TASK OBJECTIVE:
Which lines of the data below contain the word "circle"? Select each of them and copy it out.

INFORMATION SHOWN:
======

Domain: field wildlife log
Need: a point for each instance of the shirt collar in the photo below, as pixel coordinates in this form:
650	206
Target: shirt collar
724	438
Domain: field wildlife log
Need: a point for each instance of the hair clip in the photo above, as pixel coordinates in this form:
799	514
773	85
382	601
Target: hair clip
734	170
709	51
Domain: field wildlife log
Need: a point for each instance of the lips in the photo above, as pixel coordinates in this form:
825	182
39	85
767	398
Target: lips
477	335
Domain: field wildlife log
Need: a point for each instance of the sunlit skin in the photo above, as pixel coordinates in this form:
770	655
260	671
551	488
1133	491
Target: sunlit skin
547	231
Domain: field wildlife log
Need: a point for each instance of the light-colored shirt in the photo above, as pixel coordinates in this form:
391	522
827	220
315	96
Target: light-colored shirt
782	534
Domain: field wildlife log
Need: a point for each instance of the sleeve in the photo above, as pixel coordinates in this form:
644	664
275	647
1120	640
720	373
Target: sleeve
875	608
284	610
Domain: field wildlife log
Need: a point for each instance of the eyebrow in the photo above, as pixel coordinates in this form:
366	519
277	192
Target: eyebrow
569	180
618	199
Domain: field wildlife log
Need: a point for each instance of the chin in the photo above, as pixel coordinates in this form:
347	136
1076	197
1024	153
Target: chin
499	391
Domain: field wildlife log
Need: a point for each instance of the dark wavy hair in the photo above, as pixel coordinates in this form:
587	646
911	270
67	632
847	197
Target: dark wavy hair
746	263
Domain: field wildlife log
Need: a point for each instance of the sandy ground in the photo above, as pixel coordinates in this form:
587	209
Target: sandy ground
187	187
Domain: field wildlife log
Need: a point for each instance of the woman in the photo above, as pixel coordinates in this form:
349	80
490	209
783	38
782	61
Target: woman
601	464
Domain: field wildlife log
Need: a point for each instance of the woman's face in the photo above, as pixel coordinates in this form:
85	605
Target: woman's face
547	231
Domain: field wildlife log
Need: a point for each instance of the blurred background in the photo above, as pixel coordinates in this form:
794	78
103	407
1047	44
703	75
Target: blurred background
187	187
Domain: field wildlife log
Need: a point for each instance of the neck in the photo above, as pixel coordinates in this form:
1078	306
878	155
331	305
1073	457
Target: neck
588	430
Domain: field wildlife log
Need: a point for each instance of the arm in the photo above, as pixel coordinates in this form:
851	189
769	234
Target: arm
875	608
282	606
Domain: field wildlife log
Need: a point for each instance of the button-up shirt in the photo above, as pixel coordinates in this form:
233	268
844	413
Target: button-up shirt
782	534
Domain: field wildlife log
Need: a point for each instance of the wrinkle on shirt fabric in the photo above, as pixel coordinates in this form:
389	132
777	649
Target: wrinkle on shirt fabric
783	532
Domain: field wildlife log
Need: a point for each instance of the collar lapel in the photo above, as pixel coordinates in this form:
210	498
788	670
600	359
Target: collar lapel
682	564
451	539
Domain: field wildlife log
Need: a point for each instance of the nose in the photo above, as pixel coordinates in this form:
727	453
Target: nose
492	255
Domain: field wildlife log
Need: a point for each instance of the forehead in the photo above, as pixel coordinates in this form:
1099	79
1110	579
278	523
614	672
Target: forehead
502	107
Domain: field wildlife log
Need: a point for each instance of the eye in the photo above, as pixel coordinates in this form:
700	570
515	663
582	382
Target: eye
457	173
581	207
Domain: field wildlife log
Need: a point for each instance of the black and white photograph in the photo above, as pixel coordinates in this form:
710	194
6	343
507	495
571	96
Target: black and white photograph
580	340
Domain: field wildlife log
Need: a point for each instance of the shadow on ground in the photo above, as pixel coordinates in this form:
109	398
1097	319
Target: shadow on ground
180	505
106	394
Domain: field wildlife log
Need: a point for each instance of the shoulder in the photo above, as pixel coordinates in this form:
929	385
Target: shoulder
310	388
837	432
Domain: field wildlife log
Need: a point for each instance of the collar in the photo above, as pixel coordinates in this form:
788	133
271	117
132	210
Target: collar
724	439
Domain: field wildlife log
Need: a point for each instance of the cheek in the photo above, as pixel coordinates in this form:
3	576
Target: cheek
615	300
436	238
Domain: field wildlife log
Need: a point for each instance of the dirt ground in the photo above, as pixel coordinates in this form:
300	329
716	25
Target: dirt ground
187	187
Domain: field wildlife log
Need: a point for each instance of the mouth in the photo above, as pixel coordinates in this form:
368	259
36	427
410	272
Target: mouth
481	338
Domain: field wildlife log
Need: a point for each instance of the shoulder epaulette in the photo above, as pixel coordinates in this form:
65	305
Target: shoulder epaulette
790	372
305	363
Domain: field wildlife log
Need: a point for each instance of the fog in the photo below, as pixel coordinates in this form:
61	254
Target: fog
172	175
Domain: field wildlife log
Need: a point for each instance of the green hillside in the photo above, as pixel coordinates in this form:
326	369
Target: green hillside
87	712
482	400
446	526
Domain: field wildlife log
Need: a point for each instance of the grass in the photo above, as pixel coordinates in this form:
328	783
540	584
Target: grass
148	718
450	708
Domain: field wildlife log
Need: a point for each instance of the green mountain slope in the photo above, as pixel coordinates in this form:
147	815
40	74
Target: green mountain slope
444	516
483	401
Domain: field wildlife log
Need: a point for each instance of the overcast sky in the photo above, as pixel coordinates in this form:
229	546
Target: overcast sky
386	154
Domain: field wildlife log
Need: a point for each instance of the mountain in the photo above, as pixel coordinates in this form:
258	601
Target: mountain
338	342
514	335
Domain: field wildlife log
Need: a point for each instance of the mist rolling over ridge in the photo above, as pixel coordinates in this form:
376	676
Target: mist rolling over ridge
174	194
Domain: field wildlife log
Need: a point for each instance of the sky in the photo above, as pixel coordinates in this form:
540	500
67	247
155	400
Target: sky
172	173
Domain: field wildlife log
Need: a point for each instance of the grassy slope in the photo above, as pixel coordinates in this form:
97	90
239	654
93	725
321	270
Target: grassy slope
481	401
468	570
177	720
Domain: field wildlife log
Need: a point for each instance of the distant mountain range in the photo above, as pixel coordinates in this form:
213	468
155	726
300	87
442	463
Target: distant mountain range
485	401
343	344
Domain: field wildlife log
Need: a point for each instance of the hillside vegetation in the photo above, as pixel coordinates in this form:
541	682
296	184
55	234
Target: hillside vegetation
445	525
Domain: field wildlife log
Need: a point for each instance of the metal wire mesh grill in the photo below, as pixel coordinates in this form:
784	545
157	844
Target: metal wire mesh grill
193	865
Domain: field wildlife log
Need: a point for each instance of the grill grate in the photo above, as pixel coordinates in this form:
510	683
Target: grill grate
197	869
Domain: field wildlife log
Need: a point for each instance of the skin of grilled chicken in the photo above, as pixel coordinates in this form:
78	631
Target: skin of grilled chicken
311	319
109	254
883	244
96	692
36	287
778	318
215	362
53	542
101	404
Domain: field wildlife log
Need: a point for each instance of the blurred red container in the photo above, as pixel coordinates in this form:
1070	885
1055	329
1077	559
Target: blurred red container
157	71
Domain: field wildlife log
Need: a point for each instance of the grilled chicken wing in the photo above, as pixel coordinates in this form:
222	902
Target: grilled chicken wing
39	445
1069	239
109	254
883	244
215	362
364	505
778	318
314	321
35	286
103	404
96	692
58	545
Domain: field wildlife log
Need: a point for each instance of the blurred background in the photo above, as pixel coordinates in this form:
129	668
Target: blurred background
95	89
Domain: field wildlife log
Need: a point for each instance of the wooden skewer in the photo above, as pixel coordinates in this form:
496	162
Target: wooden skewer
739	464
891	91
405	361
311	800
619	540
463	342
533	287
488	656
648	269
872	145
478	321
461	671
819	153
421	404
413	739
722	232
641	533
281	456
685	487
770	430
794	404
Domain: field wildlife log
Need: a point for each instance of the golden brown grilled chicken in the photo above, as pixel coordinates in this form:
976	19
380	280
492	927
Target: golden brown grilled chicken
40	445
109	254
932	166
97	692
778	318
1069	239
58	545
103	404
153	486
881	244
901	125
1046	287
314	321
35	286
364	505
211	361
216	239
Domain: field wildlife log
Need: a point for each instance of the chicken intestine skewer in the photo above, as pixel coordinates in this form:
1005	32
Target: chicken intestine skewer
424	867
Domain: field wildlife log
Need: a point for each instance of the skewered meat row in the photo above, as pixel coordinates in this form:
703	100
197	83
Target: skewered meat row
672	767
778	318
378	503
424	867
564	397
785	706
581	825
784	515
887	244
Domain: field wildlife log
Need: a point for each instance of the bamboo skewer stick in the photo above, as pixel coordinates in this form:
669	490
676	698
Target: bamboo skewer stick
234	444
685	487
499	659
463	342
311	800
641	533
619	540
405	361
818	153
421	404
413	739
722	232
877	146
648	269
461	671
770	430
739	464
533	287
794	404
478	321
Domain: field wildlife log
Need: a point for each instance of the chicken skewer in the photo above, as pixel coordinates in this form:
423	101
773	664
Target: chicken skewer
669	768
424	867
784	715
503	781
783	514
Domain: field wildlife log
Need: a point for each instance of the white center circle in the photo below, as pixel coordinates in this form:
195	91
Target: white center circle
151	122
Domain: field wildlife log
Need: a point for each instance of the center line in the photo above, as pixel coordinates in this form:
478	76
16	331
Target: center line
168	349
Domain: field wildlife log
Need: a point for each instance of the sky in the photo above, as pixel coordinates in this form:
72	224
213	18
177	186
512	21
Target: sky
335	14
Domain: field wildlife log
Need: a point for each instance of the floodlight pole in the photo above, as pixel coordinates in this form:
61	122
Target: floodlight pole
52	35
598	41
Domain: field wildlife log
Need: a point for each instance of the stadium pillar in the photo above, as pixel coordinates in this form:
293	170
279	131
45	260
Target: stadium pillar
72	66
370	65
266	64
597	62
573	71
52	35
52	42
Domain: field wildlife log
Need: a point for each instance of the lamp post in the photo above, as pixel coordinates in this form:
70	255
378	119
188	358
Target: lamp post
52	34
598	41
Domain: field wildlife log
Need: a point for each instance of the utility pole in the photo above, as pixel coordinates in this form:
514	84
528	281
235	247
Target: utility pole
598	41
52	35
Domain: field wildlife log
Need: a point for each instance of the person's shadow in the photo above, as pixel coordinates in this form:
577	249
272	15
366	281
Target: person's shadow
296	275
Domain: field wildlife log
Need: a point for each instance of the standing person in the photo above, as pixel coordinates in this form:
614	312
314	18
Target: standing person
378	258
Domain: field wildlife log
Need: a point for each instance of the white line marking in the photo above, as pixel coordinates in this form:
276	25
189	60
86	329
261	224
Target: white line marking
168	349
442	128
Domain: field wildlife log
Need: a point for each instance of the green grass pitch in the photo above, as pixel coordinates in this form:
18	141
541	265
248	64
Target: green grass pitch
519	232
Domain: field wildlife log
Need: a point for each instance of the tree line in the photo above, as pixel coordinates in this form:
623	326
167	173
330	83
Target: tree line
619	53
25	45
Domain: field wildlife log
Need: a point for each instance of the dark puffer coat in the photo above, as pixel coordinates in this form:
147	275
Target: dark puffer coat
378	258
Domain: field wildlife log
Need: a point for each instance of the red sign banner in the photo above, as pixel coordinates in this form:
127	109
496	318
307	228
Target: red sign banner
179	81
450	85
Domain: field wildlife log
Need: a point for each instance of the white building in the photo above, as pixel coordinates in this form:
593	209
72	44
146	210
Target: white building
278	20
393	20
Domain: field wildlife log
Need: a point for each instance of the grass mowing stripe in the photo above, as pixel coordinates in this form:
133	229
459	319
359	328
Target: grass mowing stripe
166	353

======

COMPLETE ANSWER:
Need: a point for each instance of the white center circle in the photo below, as pixel coordinates in this form:
Target: white center circle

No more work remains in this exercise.